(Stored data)
--- START ---

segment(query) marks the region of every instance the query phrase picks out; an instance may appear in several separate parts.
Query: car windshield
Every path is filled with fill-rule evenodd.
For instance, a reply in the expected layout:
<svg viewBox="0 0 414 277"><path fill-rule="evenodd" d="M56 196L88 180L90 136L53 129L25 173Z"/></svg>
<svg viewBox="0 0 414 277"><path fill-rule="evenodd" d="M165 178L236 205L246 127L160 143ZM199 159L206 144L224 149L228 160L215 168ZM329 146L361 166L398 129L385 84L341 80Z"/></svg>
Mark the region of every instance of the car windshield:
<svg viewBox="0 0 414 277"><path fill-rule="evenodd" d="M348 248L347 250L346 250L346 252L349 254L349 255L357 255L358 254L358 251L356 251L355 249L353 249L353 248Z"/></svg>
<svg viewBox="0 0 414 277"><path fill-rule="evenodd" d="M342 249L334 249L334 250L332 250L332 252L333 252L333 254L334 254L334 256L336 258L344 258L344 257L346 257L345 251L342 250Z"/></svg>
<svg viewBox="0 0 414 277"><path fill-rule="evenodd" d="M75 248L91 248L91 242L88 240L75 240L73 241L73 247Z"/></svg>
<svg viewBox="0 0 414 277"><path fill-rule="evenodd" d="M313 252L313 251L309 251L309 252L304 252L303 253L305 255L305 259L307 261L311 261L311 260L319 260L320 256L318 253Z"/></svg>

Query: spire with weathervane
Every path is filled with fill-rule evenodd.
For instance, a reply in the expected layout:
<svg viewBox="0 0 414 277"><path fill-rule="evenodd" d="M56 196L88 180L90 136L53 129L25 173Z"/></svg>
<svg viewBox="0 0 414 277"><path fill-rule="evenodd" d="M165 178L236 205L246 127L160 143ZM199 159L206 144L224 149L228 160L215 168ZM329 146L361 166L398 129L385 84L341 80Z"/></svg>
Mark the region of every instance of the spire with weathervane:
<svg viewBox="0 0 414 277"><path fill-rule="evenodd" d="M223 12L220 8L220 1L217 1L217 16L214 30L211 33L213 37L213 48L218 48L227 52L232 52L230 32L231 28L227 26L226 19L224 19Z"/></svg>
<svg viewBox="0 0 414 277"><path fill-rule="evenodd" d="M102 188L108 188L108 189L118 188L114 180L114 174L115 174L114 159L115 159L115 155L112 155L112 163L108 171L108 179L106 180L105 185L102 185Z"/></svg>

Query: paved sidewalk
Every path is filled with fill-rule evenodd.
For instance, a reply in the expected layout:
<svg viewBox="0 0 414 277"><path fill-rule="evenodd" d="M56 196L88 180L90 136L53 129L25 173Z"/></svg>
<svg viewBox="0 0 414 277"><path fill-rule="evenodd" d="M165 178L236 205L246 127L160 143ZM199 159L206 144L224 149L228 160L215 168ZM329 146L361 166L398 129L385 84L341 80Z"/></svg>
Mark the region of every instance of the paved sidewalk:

--- END ---

▶ INSTRUCTIONS TO FOLLOW
Wherever the word "paved" occurs in the data, copy that whole line.

▶ SOLVED EXERCISE
Query: paved sidewalk
Mark the region of every instance of the paved sidewalk:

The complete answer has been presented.